__WHAT IS EXPECTED__.
Please format the listing from the line with "Where can the shelf" to the line with "Where can the bowl" as a Markdown table with the columns "Number" and "Entry," one row per line and blank lines left out.

__PROVIDED MATERIAL__.
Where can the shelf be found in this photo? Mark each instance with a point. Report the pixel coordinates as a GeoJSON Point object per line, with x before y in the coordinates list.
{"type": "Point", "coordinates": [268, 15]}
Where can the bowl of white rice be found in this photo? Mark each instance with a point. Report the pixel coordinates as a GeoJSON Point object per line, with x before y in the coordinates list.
...
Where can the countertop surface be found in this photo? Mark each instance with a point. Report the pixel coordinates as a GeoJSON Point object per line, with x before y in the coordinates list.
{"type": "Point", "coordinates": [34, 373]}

__WRITTEN SOLUTION__.
| Number | Entry |
|---|---|
| 1 | Where can the shelf be found in this photo? Mark each instance with a point. Report the pixel coordinates as a GeoJSON Point object per line, with x before y in the coordinates list. |
| 2 | {"type": "Point", "coordinates": [268, 15]} |
| 3 | Where can the bowl of white rice be found in this photo? Mark each instance with a point. Report the pixel coordinates as a GeoJSON Point object per line, with x before y in the coordinates list. |